___ Extract ___
Fermented and pickled veggies are a culinary secret weapon

Assorted pickled vegetables in glass jars, as seen from above. ArtemSh/Shutterstock

This post originally appeared in the December 14, 2020 edition of The Move, a place for Eater’s editors to reveal their recommendations and pro dining tips — sometimes thoughtful, sometimes weird, but always someone’s go-to move. Subscribe now.


If I were to describe my cooking style, I would say it is born out of anxiety. Every fresh meat I own is cooked that day; I’m a cauldron of concern, worried I’ll somehow give myself food poisoning by letting a chicken breast sit in a fridge for longer than 24 hours. If I tackle a big cooking project, it is either an act of self-care distracting me from some other neurosis, or it’s done in a panicked final moment, before a forgotten lemon withers in on itself. And hanging above all of this is the uneasy feeling that I am somehow not feeding myself correctly, that one day I’ll give myself scurvy because I went too long without eating any produce.

My fridge, then, is reliant on things that last a long time and will give me some modicum of nutritional value when I need them: It almost always has some sort of fermented or brined vegetable in it, be it kimchi or kraut or a plain old half-sour pickle. If I realize in a panicked moment that I forgot to go to the grocery store for two weeks, I know that in the pantry, there are a few jars of kalamata olives and pickled roasted red peppers, ready to hop in a braise or pasta sauce. My sodium levels are probably nightmarish, but preserved vegetables are wunderkinds in any number of dire cooking emergencies, waiting for their moment to shine. My move: Always keep something brined or fermented on hand.

Here’s the thing: Pretty much anything tastes good with a pop of salt or acid, and most fermented or cured vegetables offer one or the other. The salt, sugar, or spice used to preserve a piece of fresh matter in perpetuity is just enough to adequately flavor the blandest dish, a fail-safe for even the most pathetic cook. A blah tomato sauce almost always benefits from the addition of a briny olive; the combination of lemon juice and marinated artichokes and capers will tenderize and impart flavor to even the most freezer-burnt chicken thigh. When staring down a meal of a lone sausage, my German ancestry perks up with the thought of sauerkraut or half-sour pickles, a little boost of tang and funk to keep things interesting, and to force me to eat *a* vegetable. Similarly, my dear friend kimchi appears in every instant ramen I make, on top of every bowl of steamed white rice or congee, in every stir-fry. I’ve made full-blown salads with one forgotten head of romaine and a combination of whatever jarred vegetables I have on hand, especially Mama Lil’s pickled peppers. When I’m trying to make some sort of house meal or slop, I will often turn to these old friends to doctor up whatever is in my fridge, to give it some punch.
___ Entries shown ___
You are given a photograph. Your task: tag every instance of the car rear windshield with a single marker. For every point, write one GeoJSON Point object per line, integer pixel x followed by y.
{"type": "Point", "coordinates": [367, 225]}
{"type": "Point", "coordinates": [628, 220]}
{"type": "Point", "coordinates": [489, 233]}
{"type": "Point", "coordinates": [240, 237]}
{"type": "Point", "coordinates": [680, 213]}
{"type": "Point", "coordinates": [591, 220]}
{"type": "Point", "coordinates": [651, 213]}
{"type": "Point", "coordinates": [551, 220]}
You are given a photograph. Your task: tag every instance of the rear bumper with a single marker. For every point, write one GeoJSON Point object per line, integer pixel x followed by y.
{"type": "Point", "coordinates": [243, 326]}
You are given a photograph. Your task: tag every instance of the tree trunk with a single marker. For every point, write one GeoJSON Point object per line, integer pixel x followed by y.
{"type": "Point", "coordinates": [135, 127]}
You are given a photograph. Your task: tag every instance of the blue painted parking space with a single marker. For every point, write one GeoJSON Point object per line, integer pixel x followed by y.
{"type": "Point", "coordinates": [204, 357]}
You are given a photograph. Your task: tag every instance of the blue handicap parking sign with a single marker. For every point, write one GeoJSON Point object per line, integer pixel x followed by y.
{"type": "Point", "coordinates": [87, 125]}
___
§ Goal
In the piece on pickled vegetables, which jars does the writer know are waiting in the pantry? These lines have no connection to the piece on pickled vegetables.

§ In response
A few jars of kalamata olives and pickled roasted red peppers.